Exercise objective.
Each entry must be printed again without a single change.

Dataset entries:
= = = = =

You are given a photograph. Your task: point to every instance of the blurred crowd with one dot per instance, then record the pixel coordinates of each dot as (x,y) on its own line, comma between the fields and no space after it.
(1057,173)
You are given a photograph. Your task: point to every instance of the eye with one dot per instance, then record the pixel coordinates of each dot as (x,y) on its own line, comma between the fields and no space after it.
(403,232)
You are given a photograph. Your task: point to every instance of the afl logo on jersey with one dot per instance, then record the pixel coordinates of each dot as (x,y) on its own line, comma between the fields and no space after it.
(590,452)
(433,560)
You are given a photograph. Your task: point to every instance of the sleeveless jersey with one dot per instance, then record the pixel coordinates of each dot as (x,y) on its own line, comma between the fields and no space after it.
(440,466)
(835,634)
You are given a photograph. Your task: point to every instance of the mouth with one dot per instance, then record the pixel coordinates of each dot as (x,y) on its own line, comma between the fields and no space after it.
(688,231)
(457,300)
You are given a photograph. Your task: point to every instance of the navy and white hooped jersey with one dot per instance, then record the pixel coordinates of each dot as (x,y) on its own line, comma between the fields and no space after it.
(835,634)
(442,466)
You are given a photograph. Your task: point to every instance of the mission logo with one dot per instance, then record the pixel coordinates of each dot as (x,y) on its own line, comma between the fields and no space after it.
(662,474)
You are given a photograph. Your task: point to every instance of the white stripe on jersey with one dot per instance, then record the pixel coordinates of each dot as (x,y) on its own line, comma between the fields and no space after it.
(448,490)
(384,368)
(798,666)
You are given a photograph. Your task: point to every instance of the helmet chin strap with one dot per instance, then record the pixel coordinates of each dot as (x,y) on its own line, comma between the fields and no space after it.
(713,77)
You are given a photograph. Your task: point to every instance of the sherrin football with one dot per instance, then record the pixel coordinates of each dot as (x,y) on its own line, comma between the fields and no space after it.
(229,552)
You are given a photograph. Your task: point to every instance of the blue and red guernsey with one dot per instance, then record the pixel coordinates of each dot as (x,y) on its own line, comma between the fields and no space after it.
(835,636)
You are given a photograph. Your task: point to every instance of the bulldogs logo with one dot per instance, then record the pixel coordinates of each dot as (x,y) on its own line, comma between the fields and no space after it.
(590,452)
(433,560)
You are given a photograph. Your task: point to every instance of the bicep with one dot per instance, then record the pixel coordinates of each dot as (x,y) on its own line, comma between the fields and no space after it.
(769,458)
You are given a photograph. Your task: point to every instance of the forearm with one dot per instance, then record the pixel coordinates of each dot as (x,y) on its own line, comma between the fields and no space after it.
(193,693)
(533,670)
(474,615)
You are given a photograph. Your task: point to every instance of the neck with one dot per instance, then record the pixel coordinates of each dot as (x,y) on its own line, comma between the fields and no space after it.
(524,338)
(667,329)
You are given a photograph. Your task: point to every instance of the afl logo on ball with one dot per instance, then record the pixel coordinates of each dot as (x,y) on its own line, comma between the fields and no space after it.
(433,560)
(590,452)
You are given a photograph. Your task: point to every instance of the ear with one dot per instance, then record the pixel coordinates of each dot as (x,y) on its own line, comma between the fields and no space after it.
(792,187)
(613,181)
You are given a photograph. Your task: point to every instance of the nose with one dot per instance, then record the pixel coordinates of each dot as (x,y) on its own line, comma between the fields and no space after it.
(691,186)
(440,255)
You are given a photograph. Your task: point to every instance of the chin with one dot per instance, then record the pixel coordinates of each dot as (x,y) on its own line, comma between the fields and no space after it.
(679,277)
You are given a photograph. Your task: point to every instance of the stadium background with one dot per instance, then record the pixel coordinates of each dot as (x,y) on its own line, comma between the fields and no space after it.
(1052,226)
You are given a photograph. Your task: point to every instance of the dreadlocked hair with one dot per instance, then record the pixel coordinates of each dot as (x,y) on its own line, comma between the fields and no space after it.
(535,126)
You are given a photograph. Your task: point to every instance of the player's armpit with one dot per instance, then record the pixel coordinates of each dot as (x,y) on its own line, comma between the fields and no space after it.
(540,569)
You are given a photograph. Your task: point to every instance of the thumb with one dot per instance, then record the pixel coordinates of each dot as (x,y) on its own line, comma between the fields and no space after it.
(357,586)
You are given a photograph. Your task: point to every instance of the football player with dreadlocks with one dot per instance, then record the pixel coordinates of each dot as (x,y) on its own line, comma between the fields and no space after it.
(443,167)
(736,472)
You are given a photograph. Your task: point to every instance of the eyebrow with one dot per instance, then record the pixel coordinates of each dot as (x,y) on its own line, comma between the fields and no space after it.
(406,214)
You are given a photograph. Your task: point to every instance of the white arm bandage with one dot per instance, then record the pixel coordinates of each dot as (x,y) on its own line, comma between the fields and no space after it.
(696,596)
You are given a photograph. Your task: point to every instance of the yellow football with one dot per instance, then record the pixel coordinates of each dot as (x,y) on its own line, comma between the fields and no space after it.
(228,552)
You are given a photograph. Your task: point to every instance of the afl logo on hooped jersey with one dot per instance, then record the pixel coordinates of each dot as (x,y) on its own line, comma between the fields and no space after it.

= = = = =

Answer area.
You are given a photograph. Your task: point to every instance of the blurred crowd with one dot per instance, then record the pixel coordinates of each dot as (x,y) on its own line, comma between the fields and no space after it.
(1057,173)
You are given a photograph. Your task: point to every instance of the eye with one dot per instance, then record the pixel coordinates of each dot as (x,y) on its own line, comma between the fields and no space after it.
(403,232)
You are given a photograph. Your task: point to every instance of the afl logo on jersey with one dot per instance, then record the pixel coordinates of each dot as (x,y) on its own line, comma between the fields and no space after it.
(590,452)
(433,560)
You are given a photograph. Your task: point to every instance of the sleeveless jersey with one dot per instance, then record the pixel coordinates of each dot as (x,y) on its own line, comma between the fields and no space after it.
(440,466)
(835,634)
You are given a photograph. Your task: point to every instance of the mouth with one dot per instance, then record the pixel coordinates of each dot as (x,y) on its own line, comma between the fields and no space after it.
(688,231)
(457,300)
You are given a photograph. Your task: point to every instance of the navy and white hooped jersey with one dot per instance, then record the pixel coordinates of each dot as (x,y) on its own line, comma between the fields and no space after it.
(835,634)
(442,466)
You are given a photograph. Your task: point to every instance of the mission logo with one dot per instance, then record the pixel coordinates of each dot as (x,y) on its own line, comma between the fields and no space after it.
(662,474)
You are given a photograph. Your task: point to every instance of the white stripe on jersey with one dot per instance, then record the pixel coordinates of each dot as (x,y) on its own line, comma between the fields and no space after it.
(448,490)
(384,368)
(798,666)
You are given a photograph. Your task: point to every instance of the helmet chin strap with one dot per instance, then record the pixel coordinates of each dot as (x,y) on its own line, comma between the fields and no space after it.
(713,77)
You are given a photograph. Your task: point to every instance of the sherrin football with one dot per instance, then record the pixel coordinates of each dot as (x,y) on its own line, comma between the fields and no space after it.
(229,552)
You are given a photograph. Your task: point to every instance of the blue and red guernsey with one dot per instance, then record the pixel coordinates of each dot as (x,y) on its own line, comma between the fields and no space after it.
(835,636)
You are given a photograph. Your task: point to every instance of the bulldogs logo with one dot per instance, then record the pixel coordinates of each dot as (x,y) on its own line, comma between the fields and no space after it.
(590,452)
(433,560)
You are given a photograph. Your task: point to every instance of the bicep with one dot per instance, then record the pixel coordinates of each dot as (x,y) on its own line, comma between the fields and no space after it.
(769,458)
You are given a photograph. Your task: point to every instance of the forearm with one dot per instance, then record the pixel coordinates of each dot as (x,y) on its own line, comma between the fields and no space after it.
(193,693)
(533,670)
(474,615)
You are given a photograph. Your task: point to every instance of the neck with one dot per instance, then record the pixel coordinates of each dot as (x,y) on its own line, comma between the fields and no space after it.
(524,338)
(667,329)
You are given a photograph. Your task: point to every instance of the afl logo on ball with one dot per instance, then record the pixel coordinates of each dot as (x,y) on its own line, comma between the fields and no space after it.
(433,560)
(590,452)
You are given a photograph. Your task: point to every instance of the ear with one dot per instance, then record the pixel coordinates of each dot as (x,y) on its own line, comma between the fields and no space after it.
(792,187)
(613,181)
You are given a photograph. Your task: point to every instance of the nose with one dot per instance, then record the pixel coordinates of each dot as (x,y) on its own line, comma between the fields and no space after it.
(691,186)
(440,255)
You are given a photograph. Your task: point to every instance of the chin with one dot per instance, then record the pixel coordinates of each dot as (x,y) on its own line, comma between the fields and no space after it.
(679,277)
You are given a photograph. Your task: point to every instance of the stadium background with one dot per instance, then record the pixel coordinates of each dot as (x,y) on its own line, comma between the fields and no space after it.
(1052,226)
You are given a photograph. Your task: point to every instance of the dreadlocked hair with one dot per instance, then record the pixel coordinates of each dot as (x,y) on its own line, comma between the fields and no space after it.
(535,126)
You are given a photograph. Your task: point to every instance of the player's armpit with one dot per instance, then record the pixel coordinates of each dot as (x,y) on its own line, comma between the fields and no space after it.
(540,569)
You are given a photograph. Your task: point to every instance of the thumb with one dot per instance, then record the pixel coordinates of each dot as (x,y) on its own line, comma between the fields and no space after it.
(357,586)
You are given a photograph. Your task: point to every instance of the football player with dreadlocks with one dot per instance, then record the pixel coordinates of each dot as (x,y) on its own line, comma between the fields and no space after it.
(443,167)
(736,472)
You are given a photograph. Your task: point to every instance of the eyebrow with one dot per instance, then record the pixel coordinates of each dot as (x,y) on its own line, comma between the fields and no space after it.
(406,214)
You are given a photograph. Your task: point to every instance of the white arm bandage with one dot per instance, then record the pixel coordinates of each dot as (x,y) on its own line, comma between the fields and no space after it.
(696,596)
You are given a photograph. Your task: point to every instance of the yellow football with one dot per instance, then record the pixel coordinates of each dot as (x,y) on its own line, comma between the fields and no space after it.
(228,552)
You are given a photograph. Your task: point to every instance of the afl logo on hooped jersey with one dot per instance, then record the pixel coordinates of each dot as (x,y) on its own line, comma between the fields and no space after it.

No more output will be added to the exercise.